━━━━━ INFORMATION PROVIDED ━━━━━

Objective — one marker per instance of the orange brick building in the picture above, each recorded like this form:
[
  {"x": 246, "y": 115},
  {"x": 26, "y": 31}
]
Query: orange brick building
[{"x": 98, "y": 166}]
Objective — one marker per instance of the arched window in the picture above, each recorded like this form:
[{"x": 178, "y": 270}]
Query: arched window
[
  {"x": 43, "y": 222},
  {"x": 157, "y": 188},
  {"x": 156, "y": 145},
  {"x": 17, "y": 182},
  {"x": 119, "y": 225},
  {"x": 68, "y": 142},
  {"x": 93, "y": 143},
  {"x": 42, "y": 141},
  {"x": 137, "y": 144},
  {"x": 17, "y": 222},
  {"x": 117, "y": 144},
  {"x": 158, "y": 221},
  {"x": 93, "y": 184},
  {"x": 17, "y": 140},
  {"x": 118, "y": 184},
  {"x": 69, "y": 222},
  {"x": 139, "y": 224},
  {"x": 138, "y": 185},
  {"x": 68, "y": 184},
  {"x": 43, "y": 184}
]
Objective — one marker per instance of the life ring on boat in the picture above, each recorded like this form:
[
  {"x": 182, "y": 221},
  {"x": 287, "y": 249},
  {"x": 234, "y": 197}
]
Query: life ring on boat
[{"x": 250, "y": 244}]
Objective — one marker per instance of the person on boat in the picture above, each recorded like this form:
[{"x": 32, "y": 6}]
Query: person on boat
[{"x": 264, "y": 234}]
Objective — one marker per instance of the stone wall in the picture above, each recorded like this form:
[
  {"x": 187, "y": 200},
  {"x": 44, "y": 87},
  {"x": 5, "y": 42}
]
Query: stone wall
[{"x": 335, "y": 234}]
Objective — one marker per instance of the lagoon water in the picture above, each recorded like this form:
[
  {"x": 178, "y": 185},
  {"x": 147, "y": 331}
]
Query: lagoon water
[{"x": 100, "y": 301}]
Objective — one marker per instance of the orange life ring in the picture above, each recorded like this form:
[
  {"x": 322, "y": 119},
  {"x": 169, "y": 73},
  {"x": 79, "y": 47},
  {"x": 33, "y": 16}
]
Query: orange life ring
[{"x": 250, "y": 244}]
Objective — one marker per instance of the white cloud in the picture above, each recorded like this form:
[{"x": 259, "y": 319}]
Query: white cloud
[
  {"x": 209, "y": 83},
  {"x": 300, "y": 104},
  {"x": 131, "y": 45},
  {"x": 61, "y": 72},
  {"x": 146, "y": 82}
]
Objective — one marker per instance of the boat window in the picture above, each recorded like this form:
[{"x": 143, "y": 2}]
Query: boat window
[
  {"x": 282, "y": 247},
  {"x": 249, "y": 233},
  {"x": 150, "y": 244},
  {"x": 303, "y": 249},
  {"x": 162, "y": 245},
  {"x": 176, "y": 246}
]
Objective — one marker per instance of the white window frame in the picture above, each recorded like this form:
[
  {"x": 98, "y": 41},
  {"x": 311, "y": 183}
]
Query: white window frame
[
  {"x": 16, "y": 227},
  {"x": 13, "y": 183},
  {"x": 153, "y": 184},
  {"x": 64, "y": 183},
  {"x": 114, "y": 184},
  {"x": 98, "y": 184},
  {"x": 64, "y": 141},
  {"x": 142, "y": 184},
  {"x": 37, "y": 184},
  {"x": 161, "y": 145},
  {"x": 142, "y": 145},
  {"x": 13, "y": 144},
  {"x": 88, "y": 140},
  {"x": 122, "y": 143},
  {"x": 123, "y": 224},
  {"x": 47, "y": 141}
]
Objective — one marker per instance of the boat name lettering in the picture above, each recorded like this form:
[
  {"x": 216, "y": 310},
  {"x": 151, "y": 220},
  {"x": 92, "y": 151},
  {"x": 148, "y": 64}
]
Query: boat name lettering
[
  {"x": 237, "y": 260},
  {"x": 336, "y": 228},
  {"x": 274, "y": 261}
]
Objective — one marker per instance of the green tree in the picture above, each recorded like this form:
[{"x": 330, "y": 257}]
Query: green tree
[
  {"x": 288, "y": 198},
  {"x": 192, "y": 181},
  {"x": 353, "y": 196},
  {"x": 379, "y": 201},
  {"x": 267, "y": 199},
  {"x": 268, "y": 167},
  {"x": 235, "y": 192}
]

━━━━━

Copy every line above word for word, without changing anything.

Objective — one marker per instance of the orange brick building in the picture above, each recorded like this form:
[
  {"x": 246, "y": 115},
  {"x": 26, "y": 31}
]
Query: orange brick building
[{"x": 98, "y": 166}]
Objective — one marker per instance of the arched window in the picture above, each recorded like this form:
[{"x": 178, "y": 270}]
Query: arched window
[
  {"x": 43, "y": 222},
  {"x": 157, "y": 188},
  {"x": 156, "y": 145},
  {"x": 17, "y": 182},
  {"x": 119, "y": 225},
  {"x": 68, "y": 142},
  {"x": 93, "y": 143},
  {"x": 42, "y": 141},
  {"x": 137, "y": 144},
  {"x": 17, "y": 222},
  {"x": 117, "y": 144},
  {"x": 158, "y": 221},
  {"x": 93, "y": 184},
  {"x": 17, "y": 140},
  {"x": 118, "y": 184},
  {"x": 69, "y": 222},
  {"x": 139, "y": 224},
  {"x": 138, "y": 185},
  {"x": 68, "y": 184},
  {"x": 43, "y": 184}
]
Objective — one marker per instance of the life ring on boat in the picture above, each recorded like this form:
[
  {"x": 182, "y": 221},
  {"x": 287, "y": 249},
  {"x": 234, "y": 197}
]
Query: life ring on boat
[{"x": 250, "y": 244}]
Objective — one marker per instance of the person on boat in the picture above, each recorded like this form:
[{"x": 32, "y": 6}]
Query: person on boat
[{"x": 264, "y": 234}]
Objective — one marker per instance of the stone wall in the picture above, each recorded like this form:
[
  {"x": 187, "y": 200},
  {"x": 44, "y": 87},
  {"x": 5, "y": 42}
]
Query: stone wall
[{"x": 335, "y": 234}]
Objective — one marker per instance of the lagoon water in the picture above, each recorded like this form:
[
  {"x": 178, "y": 185},
  {"x": 147, "y": 331}
]
Query: lagoon water
[{"x": 100, "y": 301}]
Objective — one marker per instance of the orange life ring in the picture above, each recorded like this form:
[
  {"x": 322, "y": 119},
  {"x": 169, "y": 73},
  {"x": 79, "y": 47},
  {"x": 33, "y": 16}
]
Query: orange life ring
[{"x": 250, "y": 244}]
Objective — one marker per instance of the white cloud in the picture above, each recorded like this form:
[{"x": 259, "y": 319}]
Query: white cloud
[
  {"x": 209, "y": 83},
  {"x": 300, "y": 104},
  {"x": 131, "y": 45},
  {"x": 61, "y": 72},
  {"x": 146, "y": 82}
]
Objective — one marker per instance of the boat window in the picture above, each recorded like this form:
[{"x": 143, "y": 2}]
Query: boat window
[
  {"x": 282, "y": 247},
  {"x": 249, "y": 233},
  {"x": 150, "y": 244},
  {"x": 303, "y": 249},
  {"x": 162, "y": 245},
  {"x": 176, "y": 246}
]
Objective — one marker per instance of the white window frame in the picture above, each recorded like this form:
[
  {"x": 98, "y": 41},
  {"x": 311, "y": 183}
]
Query: white window frame
[
  {"x": 16, "y": 227},
  {"x": 13, "y": 183},
  {"x": 153, "y": 184},
  {"x": 64, "y": 183},
  {"x": 114, "y": 184},
  {"x": 98, "y": 184},
  {"x": 64, "y": 141},
  {"x": 142, "y": 184},
  {"x": 37, "y": 184},
  {"x": 161, "y": 145},
  {"x": 142, "y": 145},
  {"x": 13, "y": 144},
  {"x": 88, "y": 140},
  {"x": 122, "y": 143},
  {"x": 123, "y": 224},
  {"x": 47, "y": 141}
]
Objective — one marker per instance of the boat name lettering in the picture above, each recorded like this form:
[
  {"x": 216, "y": 310},
  {"x": 151, "y": 220},
  {"x": 92, "y": 151},
  {"x": 148, "y": 64}
]
Query: boat name lettering
[
  {"x": 237, "y": 260},
  {"x": 336, "y": 228},
  {"x": 274, "y": 261}
]
Objective — one marker per instance of the green tree in the picture above, each recorded like this form:
[{"x": 330, "y": 257}]
Query: green tree
[
  {"x": 288, "y": 198},
  {"x": 192, "y": 181},
  {"x": 353, "y": 196},
  {"x": 379, "y": 201},
  {"x": 267, "y": 199},
  {"x": 268, "y": 167},
  {"x": 235, "y": 192}
]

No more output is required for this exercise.